__Material__.
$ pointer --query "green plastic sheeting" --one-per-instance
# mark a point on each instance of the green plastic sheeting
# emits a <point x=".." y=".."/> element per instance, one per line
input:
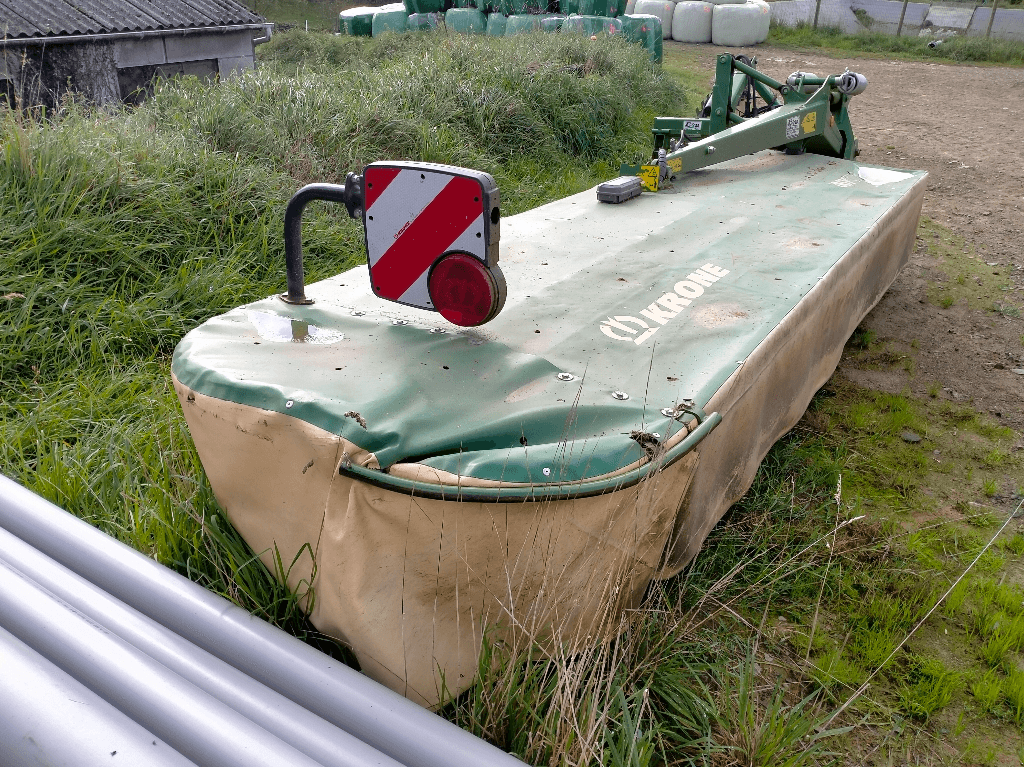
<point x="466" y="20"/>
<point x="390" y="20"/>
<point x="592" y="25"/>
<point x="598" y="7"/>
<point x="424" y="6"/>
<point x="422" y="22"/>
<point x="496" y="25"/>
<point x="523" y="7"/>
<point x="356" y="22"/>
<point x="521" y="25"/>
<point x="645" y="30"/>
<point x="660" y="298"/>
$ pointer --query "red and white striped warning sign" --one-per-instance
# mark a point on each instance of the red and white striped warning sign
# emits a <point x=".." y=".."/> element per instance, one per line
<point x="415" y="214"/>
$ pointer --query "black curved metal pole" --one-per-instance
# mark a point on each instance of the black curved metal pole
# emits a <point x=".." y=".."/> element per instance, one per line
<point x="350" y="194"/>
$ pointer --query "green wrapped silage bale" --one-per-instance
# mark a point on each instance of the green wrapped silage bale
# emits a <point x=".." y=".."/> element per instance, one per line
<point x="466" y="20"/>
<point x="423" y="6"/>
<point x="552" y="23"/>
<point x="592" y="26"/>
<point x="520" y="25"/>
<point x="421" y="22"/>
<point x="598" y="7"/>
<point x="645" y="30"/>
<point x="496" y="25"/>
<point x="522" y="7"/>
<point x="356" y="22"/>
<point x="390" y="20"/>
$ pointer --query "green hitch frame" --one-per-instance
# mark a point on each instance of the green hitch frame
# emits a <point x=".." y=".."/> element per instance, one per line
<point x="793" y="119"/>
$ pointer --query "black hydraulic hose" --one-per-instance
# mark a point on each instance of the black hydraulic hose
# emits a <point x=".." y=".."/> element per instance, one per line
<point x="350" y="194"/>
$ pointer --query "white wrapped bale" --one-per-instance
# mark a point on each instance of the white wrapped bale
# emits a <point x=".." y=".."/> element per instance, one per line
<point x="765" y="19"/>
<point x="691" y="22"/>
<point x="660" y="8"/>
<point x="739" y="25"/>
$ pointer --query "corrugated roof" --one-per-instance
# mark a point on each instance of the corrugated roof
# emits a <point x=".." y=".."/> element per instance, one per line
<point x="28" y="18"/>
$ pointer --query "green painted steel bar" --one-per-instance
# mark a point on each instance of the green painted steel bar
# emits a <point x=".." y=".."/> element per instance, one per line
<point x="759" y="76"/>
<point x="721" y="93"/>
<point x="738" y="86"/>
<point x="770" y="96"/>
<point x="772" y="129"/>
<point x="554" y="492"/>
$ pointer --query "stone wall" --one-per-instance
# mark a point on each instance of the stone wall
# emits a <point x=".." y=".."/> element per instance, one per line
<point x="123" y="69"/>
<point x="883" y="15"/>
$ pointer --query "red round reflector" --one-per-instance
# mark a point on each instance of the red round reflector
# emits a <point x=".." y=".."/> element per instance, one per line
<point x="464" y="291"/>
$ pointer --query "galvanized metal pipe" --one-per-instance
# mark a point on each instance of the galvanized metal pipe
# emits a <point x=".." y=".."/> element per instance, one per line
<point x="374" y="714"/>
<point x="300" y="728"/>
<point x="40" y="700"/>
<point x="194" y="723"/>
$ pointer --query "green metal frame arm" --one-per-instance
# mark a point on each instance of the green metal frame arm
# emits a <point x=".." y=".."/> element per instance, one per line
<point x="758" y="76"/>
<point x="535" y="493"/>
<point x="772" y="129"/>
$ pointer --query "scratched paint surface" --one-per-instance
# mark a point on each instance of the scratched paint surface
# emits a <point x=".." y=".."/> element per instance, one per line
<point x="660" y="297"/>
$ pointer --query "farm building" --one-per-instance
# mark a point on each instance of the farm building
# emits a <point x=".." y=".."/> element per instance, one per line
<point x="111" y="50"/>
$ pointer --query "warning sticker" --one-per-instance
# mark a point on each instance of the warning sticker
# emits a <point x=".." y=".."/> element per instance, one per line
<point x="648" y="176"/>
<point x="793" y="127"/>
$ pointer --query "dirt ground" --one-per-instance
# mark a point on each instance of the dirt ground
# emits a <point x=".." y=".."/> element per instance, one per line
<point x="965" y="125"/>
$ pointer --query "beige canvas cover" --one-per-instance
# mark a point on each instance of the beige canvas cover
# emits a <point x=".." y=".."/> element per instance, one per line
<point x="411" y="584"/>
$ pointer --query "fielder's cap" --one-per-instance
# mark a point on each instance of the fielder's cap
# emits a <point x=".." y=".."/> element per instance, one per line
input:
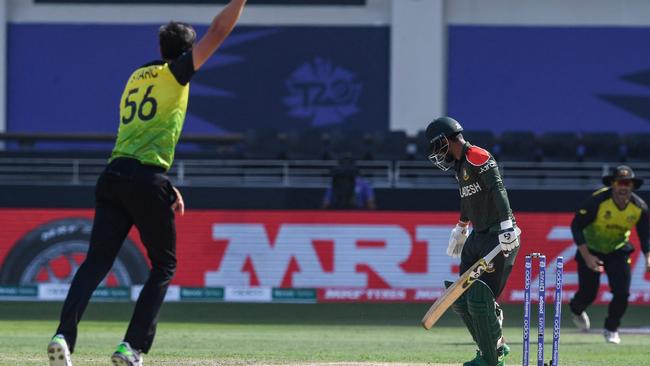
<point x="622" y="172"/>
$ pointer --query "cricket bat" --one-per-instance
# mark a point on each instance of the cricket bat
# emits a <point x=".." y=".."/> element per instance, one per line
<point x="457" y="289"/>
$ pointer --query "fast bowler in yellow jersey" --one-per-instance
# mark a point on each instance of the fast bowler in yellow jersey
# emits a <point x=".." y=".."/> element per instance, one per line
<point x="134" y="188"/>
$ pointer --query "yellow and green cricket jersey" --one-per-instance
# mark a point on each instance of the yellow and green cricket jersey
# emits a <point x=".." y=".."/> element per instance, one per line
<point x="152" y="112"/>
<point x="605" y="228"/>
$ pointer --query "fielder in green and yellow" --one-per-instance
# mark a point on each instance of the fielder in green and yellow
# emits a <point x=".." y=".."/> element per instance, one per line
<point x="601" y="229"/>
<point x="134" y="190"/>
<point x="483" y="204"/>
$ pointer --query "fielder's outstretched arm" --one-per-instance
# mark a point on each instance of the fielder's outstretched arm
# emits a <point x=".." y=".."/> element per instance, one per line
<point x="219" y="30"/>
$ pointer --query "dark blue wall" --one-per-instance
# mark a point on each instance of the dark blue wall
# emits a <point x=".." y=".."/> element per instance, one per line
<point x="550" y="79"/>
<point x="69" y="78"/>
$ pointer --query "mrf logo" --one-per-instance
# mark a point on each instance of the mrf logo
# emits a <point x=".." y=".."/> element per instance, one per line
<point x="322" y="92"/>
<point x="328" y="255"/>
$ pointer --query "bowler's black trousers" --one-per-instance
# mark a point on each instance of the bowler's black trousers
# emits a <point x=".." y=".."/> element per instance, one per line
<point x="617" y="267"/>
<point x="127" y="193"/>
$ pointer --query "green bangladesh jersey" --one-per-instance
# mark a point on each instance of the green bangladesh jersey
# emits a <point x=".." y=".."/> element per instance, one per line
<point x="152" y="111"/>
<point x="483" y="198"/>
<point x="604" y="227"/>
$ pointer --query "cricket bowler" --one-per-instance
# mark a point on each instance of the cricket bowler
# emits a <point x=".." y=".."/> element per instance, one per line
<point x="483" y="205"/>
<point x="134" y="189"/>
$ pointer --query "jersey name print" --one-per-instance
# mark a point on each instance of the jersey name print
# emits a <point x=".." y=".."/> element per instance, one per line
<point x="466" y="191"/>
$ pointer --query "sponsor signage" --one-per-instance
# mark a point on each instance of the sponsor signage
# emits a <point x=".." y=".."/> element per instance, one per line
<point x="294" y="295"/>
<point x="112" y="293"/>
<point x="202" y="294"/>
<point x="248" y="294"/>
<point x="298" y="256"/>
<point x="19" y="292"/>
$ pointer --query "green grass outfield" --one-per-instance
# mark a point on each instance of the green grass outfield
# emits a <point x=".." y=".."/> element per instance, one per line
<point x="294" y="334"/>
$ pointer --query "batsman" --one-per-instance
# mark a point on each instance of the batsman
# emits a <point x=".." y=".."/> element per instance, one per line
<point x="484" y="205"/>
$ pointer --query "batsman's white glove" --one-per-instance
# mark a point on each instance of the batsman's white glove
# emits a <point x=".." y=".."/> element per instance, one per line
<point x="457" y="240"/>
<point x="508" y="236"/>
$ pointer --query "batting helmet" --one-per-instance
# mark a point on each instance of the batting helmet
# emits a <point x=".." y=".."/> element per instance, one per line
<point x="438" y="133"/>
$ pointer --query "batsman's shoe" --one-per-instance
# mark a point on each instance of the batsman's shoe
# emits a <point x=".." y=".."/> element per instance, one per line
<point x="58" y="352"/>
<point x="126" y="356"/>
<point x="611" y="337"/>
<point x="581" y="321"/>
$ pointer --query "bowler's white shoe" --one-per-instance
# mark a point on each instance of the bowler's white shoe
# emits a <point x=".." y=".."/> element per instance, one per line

__Task prompt__.
Identify every line in the material above that contains the string "sponsor", copying each such line in full. Case counts.

__Task result__.
$ pointer --query "sponsor signage" --one-per-instance
# mark a point on each instance of the sponsor signage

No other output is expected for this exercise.